_Task to complete_:
Lines holding the string "misty" are the ones to copy from this listing.

** Opening Record set block **

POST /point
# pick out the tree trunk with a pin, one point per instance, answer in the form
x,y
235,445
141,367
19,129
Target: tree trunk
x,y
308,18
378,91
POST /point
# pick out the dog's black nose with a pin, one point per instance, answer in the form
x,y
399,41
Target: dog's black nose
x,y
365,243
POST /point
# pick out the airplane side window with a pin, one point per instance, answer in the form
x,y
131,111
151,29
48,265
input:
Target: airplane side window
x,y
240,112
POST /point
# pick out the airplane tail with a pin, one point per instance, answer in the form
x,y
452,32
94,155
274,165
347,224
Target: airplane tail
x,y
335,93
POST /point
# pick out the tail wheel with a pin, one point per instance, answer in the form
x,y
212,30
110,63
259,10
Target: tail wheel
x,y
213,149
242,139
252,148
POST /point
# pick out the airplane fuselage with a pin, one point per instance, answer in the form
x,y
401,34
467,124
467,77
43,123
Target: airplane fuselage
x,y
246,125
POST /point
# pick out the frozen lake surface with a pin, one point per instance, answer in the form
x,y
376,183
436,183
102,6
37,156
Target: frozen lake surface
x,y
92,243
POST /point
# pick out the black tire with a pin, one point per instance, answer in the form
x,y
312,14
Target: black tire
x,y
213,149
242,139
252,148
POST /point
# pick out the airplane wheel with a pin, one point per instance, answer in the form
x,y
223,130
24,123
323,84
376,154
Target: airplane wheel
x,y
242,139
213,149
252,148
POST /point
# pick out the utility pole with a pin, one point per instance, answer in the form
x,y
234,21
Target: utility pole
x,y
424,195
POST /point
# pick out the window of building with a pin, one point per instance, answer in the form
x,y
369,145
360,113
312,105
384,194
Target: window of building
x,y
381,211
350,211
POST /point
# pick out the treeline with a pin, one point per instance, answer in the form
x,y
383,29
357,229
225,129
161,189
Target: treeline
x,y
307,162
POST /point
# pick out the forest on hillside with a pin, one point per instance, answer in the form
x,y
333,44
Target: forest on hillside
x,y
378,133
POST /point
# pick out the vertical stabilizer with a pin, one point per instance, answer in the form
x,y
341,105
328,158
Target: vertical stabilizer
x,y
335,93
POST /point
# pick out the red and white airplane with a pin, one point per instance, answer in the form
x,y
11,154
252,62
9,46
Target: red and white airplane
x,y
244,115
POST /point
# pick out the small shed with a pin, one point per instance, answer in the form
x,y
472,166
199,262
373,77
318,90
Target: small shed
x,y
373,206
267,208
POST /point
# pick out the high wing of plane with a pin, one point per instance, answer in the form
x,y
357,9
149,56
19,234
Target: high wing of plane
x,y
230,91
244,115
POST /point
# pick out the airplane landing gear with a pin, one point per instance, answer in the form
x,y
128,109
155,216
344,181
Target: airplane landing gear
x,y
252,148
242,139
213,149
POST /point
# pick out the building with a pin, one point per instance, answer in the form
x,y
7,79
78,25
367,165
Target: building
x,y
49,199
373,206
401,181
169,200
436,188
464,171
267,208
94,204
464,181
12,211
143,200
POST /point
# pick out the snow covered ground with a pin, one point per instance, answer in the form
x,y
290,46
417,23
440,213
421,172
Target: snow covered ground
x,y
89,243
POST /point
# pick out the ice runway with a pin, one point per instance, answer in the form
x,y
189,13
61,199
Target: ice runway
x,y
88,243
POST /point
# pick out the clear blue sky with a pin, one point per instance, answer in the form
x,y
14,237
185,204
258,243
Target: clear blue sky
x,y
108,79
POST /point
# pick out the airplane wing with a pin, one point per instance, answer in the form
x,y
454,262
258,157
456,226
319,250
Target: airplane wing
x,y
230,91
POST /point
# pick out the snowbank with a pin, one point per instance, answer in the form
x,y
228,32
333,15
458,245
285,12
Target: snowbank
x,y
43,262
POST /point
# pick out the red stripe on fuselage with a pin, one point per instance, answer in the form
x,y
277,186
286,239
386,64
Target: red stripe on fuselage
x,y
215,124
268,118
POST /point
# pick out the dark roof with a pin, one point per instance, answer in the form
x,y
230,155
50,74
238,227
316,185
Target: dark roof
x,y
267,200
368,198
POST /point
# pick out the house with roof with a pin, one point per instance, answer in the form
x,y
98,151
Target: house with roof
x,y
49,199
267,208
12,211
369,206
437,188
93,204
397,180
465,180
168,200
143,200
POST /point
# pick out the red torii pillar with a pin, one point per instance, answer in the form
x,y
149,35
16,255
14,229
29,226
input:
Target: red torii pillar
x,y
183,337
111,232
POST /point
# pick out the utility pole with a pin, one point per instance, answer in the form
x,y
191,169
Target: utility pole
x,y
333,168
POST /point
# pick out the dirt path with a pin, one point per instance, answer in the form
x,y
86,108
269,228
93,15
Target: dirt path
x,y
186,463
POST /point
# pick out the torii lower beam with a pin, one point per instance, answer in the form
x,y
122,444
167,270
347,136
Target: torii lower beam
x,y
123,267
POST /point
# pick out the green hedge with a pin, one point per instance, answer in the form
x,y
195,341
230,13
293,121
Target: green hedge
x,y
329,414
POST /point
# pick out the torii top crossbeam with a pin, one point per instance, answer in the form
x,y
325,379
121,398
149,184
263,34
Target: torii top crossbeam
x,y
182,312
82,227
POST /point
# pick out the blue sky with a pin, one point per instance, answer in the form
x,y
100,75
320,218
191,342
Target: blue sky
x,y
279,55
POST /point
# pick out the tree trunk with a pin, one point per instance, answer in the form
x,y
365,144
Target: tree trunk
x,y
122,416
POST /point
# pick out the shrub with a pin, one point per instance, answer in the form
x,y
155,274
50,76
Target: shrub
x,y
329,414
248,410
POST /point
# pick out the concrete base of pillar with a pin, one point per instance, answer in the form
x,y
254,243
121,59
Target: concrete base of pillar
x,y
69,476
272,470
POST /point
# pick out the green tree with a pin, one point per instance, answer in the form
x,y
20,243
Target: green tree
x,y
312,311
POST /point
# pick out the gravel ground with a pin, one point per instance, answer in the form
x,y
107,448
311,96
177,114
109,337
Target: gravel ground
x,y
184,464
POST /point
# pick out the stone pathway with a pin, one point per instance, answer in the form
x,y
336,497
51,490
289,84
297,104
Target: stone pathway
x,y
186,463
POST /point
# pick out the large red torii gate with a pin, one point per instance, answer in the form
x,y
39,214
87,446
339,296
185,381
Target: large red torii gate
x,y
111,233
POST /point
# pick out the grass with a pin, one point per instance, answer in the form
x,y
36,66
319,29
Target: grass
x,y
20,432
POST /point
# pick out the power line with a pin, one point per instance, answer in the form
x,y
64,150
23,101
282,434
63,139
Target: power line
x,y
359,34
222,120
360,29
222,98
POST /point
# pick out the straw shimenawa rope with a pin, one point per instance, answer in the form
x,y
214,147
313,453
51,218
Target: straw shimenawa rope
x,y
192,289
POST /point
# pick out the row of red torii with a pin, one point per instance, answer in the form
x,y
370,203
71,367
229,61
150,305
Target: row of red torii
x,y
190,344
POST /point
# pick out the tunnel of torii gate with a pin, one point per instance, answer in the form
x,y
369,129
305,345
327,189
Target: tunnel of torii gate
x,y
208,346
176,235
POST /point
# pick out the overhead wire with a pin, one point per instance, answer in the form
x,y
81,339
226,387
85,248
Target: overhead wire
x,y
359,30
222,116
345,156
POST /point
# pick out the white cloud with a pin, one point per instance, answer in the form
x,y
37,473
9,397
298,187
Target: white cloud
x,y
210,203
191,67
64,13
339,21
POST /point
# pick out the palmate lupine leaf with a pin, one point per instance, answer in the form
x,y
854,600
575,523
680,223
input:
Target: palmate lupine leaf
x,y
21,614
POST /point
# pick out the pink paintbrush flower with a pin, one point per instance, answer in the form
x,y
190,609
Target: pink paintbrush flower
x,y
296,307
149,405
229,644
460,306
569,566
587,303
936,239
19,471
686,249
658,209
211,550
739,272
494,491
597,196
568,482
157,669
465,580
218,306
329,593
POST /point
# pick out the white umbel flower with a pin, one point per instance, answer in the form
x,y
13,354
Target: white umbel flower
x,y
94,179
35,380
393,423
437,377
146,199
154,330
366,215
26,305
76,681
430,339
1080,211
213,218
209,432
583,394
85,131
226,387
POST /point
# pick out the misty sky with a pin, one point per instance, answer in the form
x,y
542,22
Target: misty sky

** Closing Record set block **

_Solution below_:
# pick out the misty sky with a pin, one point per instance, answer in the form
Target: misty sky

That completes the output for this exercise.